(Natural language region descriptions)
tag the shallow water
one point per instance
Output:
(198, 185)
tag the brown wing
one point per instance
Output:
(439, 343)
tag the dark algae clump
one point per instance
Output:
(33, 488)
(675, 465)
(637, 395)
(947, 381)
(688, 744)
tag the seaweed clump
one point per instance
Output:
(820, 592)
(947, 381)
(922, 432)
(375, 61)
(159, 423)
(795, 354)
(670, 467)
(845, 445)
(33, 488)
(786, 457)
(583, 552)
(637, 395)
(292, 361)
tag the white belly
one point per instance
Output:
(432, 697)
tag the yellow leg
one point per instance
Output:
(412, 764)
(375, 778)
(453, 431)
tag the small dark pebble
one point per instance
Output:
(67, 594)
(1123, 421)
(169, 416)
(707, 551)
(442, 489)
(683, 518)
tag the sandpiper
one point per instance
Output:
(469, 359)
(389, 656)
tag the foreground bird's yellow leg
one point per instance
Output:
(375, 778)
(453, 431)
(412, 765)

▶ WORK TO COMPLETE: The only acceptable answer is the full set of entries, repeated exactly.

▶ TASK RESULT:
tag the shallow water
one point per instance
Output:
(198, 185)
tag the brown wing
one point per instance
Output:
(439, 343)
tag the dark algae clump
one point per instance
Output:
(33, 488)
(675, 465)
(637, 395)
(947, 381)
(688, 744)
tag the seaweed clump
one point per instance
Output:
(820, 592)
(947, 381)
(922, 432)
(375, 61)
(159, 423)
(795, 354)
(670, 467)
(845, 445)
(33, 488)
(786, 457)
(583, 552)
(637, 395)
(292, 361)
tag the white belly
one point per instance
Output:
(432, 697)
tag the yellow leg
one point per instance
Output:
(412, 764)
(375, 778)
(453, 431)
tag the small dark pebble
one point per instance
Output:
(67, 594)
(1123, 421)
(169, 416)
(707, 551)
(442, 489)
(683, 518)
tag the sandpiper
one point per instance
Output:
(469, 359)
(389, 656)
tag the foreground bird's yellow leg
one point per instance
Output:
(375, 778)
(453, 431)
(412, 765)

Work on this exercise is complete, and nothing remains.